Task requirements
Lines from the one containing "Please drop a marker on every instance of the carriage" to the end of the entries below must be reproduced exactly, with both end lines kept and no other line added.

Data excerpts
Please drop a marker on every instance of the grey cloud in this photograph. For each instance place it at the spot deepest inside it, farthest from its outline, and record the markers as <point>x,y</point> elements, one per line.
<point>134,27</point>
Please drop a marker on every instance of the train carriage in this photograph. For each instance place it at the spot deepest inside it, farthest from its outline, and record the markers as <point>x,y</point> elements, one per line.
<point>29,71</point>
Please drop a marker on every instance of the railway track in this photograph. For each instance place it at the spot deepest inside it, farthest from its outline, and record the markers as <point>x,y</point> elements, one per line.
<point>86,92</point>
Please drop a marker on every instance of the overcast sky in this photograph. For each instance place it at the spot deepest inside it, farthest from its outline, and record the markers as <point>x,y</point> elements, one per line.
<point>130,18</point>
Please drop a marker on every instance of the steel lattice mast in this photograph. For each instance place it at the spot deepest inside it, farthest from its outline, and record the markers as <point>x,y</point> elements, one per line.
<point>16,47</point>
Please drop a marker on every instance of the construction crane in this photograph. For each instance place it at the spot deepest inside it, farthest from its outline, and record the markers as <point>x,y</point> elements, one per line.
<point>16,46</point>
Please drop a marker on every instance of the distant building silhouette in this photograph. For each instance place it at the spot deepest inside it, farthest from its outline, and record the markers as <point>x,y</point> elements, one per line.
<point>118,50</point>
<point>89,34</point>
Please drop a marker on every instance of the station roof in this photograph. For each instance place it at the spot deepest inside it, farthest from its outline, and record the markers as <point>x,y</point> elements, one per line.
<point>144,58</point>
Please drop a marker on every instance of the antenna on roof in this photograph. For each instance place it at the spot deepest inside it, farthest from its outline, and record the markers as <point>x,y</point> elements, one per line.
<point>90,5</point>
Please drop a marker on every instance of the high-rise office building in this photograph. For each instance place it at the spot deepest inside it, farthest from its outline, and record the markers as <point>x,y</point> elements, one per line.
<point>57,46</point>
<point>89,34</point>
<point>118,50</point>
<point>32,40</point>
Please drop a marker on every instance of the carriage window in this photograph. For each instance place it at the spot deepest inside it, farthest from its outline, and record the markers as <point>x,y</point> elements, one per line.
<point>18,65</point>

Problem solution
Please drop a marker on every instance of the carriage window in this photograph. For each instance place it at the spot deepest inside it, farthest from its outline, and record the markers as <point>x,y</point> elements, one per line.
<point>18,65</point>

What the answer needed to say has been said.